[Collected data entries]
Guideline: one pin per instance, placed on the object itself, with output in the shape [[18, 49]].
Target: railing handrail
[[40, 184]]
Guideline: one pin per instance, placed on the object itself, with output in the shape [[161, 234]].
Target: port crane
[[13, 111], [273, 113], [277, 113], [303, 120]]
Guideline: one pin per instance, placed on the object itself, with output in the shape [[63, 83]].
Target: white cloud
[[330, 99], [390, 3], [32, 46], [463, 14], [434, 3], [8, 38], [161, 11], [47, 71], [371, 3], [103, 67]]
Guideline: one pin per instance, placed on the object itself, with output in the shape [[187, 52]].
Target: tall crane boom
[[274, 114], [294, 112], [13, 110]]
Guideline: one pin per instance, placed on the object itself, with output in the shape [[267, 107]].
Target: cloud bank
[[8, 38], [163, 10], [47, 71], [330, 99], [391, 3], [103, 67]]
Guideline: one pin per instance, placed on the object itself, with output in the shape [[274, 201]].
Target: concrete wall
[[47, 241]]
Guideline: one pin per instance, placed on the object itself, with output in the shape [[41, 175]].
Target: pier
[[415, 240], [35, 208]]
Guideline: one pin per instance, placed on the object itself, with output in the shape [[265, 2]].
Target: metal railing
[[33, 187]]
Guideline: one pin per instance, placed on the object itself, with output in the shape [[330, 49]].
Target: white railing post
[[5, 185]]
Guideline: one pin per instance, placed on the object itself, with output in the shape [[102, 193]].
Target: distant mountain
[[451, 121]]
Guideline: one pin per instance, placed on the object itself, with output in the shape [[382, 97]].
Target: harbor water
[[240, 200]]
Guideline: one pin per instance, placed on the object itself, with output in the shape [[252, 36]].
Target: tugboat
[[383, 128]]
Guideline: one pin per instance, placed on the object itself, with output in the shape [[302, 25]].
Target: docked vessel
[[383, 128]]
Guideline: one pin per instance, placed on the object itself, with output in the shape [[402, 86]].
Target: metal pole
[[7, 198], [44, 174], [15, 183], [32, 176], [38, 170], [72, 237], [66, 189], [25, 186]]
==
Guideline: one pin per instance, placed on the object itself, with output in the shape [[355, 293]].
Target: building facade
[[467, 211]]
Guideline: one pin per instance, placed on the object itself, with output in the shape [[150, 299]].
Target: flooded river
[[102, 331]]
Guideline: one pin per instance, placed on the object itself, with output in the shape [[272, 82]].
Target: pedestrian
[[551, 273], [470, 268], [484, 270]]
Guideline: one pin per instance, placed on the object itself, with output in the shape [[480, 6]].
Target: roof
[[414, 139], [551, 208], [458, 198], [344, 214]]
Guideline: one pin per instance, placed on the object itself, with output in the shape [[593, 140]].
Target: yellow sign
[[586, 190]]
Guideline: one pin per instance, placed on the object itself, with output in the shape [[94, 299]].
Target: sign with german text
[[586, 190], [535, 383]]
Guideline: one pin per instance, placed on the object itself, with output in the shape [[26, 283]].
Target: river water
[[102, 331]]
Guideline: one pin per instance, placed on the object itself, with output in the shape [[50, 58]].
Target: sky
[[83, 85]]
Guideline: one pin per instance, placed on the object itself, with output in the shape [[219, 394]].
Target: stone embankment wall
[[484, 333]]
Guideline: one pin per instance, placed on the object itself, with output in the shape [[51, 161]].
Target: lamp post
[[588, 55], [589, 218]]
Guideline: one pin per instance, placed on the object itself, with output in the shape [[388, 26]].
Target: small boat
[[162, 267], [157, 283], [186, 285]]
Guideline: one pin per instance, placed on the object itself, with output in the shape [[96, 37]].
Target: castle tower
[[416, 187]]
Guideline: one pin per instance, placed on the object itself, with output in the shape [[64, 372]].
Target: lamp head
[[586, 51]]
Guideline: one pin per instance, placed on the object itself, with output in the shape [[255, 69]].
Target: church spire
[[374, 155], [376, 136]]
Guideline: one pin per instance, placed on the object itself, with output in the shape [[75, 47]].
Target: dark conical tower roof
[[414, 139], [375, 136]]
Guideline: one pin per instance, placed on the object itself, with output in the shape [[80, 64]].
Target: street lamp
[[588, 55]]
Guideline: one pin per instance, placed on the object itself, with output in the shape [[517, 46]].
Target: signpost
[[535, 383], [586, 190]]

## PROMPT
Please return the records from the line with "shape [[102, 193]]." to the line with "189], [25, 186]]", copying those lines word for word.

## WORKED SOLUTION
Guideline: one pin per instance, placed on the object itself, with output in the shape [[102, 193]].
Target: distant mountain
[[451, 121]]
Guideline: one pin per instance, placed on the object itself, with output in the shape [[382, 97]].
Target: harbor water
[[240, 200]]
Guideline: one pin per instance, placed on the object itself, with output in the shape [[252, 36]].
Target: tugboat
[[383, 128]]
Guideline: one pin per instance, placed on the object itself, with output in the shape [[302, 25]].
Target: docked vessel
[[383, 128]]
Guideline: one pin per instance, placed on the object itself, with output in the shape [[402, 86]].
Target: metal pole
[[7, 198], [44, 174], [15, 183], [32, 176], [38, 170], [72, 237], [66, 189], [25, 186]]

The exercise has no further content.